» **Exercise instructions**:
• a. Using the article on Google's blocklists, answer these questions, each on its own line:
(i) What are the two forms that blocklists come in?
(ii) Which email addresses does the article say to remove as part of good list hygiene?
(iii) After going through the listed steps, within what time should acceptance and open rates improve?
• b. Write out word for word the part of the article on Google's blocklists starting with "2. Use an email" and going on through "bad marketing campaign.".

____ Selected extract

In past blogs, we’ve discussed each of these layers, including Google’s Content Reputation checks. Today, we’ll discuss what we know about Google’s proprietary blocklists.

Blocklists come in two forms:

  1. A list of IP addresses that have sent spam or dangerous emails or should not be sending email at all.
  2. A list of Domains that have been used in fraud, phishing or spam emails.

Google employs both types of blocklist to limit the risk of spam email making their Inboxes. But, how does Google determine what IP addresses and domains to block?

Google’s Blocklist Logic

Traditional blocklists use a variety of methods to determine what IP addresses or Domains are threatening. Often these include networks of spam traps, honey pots and feedback from inbox owners. Google appears to leverage both commercially available IP blocklists and their own proprietary logic. Staying off a commercial blocklist is therefore the first step in making the Google inbox.

Google has access to more inbox data than any other Inbox Provider. They can leverage Customer Sentiment and Behavior to create an aggregate picture of incoming email from an IP address or domain. This works in a few ways:

  • Email from IP addresses that were marked as spam gives that IP address a negative reputation. Google tracks the ratio of those emails received to those marked as spam. Over a certain threshold, this sentiment causes the IP address to be blocklisted for all senders from that IP.
  • Email domains are similarly tracked across all inboxes. Over a certain threshold of users marketing the email as spam, all email from that domain will be marked as spam.
  • Email containing content that is similar to content from blocklisted IP addresses or domains is automatically placed in the spam folder.
  • Email domains with a persistent poor reputation maybe placed on a complete blocklist and fail delivery entirely.

How can you stay off Google’s Blocklists?

Staying off of Google’s Blocklists is similar to staying off any blacklist, with a few additional considerations:

  1. Maintain good email list hygiene. Remove old and unreactive email addresses to reduce the risk of being marked as spam.
  2. Use an email marketing service that spreads your sent email over multiple dedicated IP addresses for marketing campaigns. This reduces the risk of IP blacklisting.
  3. Do not use purchased email lists. These may contain aged, or spam trap inboxes or inboxes that have been filled. In addition, purchased lists are very low quality, increasing the risk that your email will be marked as spam and blacklisted.
  4. Use separate domains or subdomains for marketing, transactional and person-to-person email. This reduces the risk of your business email becoming blacklisted by a bad marketing campaign.
  5. Reduce the frequency of your marketing campaigns. Recipients are more likely to mark email as spam if they feel overwhelmed.

How do you recover your reputation?

If you have landed on Google’s Domain Blocklist, you have a difficult time ahead. All email may be completely refused or immediately sent to the Spam folder. Recovery takes time and patience. If you haven’t already, take the time to go through the steps listed above. Within a few weeks, you should see acceptance rates and open rates improve. If not, you have a more serious issue, Google has permanently blocked your Domain. Your only recourse may be to create a new domain from which to send email.

How does MxToolbox help?

MxToolbox Delivery Center provides the email delivery management and monitoring that you need to keep your messages flowing.

  • Monitor DMARC compliance rates across all senders
  • Closely monitor your Gmail Spam rate.

________
____ Stored data

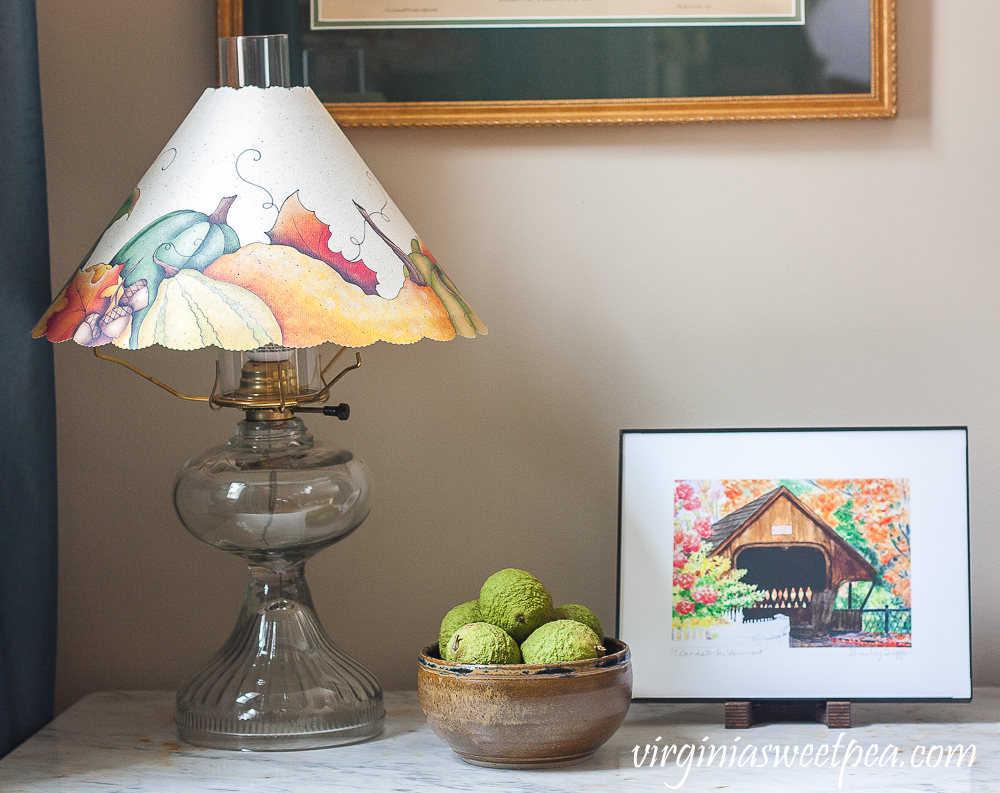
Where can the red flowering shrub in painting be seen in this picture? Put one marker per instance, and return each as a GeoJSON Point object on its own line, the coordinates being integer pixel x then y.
{"type": "Point", "coordinates": [684, 607]}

________

» **Results by task**:
• a.
(i) A list of IP addresses that have sent spam or dangerous emails or should not be sending email at all, and a list of domains that have been used in fraud, phishing or spam emails.
(ii) Old and unreactive email addresses.
(iii) Within a few weeks.

• b.
2. Use an email marketing service that spreads your sent email over multiple dedicated IP addresses for marketing campaigns. This reduces the risk of IP blacklisting.
  3. Do not use purchased email lists. These may contain aged, or spam trap inboxes or inboxes that have been filled. In addition, purchased lists are very low quality, increasing the risk that your email will be marked as spam and blacklisted.
  4. Use separate domains or subdomains for marketing, transactional and person-to-person email. This reduces the risk of your business email becoming blacklisted by a bad marketing campaign.